Task input:
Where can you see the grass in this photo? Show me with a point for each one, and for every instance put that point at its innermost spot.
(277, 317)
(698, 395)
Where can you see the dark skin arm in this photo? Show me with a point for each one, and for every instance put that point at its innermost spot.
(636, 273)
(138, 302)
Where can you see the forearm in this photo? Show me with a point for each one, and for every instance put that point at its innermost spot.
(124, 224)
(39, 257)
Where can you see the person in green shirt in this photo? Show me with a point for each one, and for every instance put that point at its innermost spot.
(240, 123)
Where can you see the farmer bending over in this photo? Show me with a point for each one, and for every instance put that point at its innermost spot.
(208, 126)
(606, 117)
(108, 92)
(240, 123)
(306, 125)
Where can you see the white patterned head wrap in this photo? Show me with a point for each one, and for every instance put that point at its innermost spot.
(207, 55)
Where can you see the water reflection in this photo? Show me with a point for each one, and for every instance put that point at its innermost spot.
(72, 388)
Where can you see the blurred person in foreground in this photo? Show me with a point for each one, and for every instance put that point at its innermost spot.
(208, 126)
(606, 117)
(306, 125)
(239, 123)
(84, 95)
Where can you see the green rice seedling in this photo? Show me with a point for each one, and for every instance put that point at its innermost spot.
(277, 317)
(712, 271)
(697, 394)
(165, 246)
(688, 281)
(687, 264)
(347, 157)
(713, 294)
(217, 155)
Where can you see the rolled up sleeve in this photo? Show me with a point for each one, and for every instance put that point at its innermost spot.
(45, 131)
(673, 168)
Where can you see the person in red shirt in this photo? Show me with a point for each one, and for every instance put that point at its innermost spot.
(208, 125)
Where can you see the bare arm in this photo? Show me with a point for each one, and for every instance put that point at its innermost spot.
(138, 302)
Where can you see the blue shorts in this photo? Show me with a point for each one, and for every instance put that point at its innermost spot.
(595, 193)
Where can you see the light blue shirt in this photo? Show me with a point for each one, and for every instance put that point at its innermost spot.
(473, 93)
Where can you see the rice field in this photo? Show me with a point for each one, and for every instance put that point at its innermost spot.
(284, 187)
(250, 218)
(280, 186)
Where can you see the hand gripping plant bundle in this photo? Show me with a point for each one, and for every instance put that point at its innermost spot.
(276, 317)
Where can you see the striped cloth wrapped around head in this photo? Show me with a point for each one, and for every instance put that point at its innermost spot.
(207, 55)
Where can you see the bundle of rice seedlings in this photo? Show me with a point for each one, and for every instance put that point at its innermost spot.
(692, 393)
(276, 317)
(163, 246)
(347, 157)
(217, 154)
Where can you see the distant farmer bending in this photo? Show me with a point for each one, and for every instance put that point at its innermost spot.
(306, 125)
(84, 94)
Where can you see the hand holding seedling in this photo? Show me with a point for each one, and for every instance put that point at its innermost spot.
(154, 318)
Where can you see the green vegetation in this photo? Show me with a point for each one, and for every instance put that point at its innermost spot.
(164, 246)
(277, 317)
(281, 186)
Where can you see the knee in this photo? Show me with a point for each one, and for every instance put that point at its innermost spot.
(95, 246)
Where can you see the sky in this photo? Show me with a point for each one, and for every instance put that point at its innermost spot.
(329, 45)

Aim: Starting with the line that contains "Where can you see the hand holding" and going on through the end of the rows, rewrite those lines with "green vegetation" replaced by "leafy plants" and nothing else changed.

Reply:
Where can you see the hand holding seedling in this photo? Show me with a point for each one, and for every instance put that point at its innermost spot.
(154, 318)
Where can you see the leafy plants in this photo? Show me with a point for each one, and for every instance put that point at its innermost spot.
(164, 246)
(277, 317)
(281, 186)
Where can you see the knee in this photo? Show me with a point for each one, and for every instance put that point at its innermost spot.
(95, 246)
Where can you see the sky in this photo? Show me with a point for each one, and for every instance put that point at its innermost spot.
(329, 45)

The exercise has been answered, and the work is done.